'''
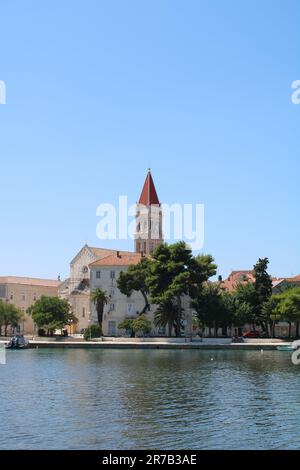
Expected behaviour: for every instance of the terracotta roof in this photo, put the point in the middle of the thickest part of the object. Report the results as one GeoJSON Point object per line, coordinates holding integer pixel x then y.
{"type": "Point", "coordinates": [29, 281]}
{"type": "Point", "coordinates": [124, 259]}
{"type": "Point", "coordinates": [101, 252]}
{"type": "Point", "coordinates": [149, 195]}
{"type": "Point", "coordinates": [237, 277]}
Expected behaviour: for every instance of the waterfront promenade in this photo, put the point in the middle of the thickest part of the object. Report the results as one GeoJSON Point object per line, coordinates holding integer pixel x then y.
{"type": "Point", "coordinates": [155, 343]}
'''
Aim:
Please reproduce every line of the material above word for word, leaving out the pictures.

Response to this exercise:
Expected behaviour: for every instance of the terracotta roof in this photo, put the point in the middle of the thickest part of the object. Report the results as one GeoJSON Point object per line, coordinates holding integer pixel x then y.
{"type": "Point", "coordinates": [29, 281]}
{"type": "Point", "coordinates": [124, 259]}
{"type": "Point", "coordinates": [101, 252]}
{"type": "Point", "coordinates": [149, 195]}
{"type": "Point", "coordinates": [237, 277]}
Expected behaviour: for every instance of the waterfront promenade in this photo, put the point in the middle of the thickest part of the object. Report the results as one GeoJSON Point object per line, coordinates holding integer pixel x then y.
{"type": "Point", "coordinates": [155, 343]}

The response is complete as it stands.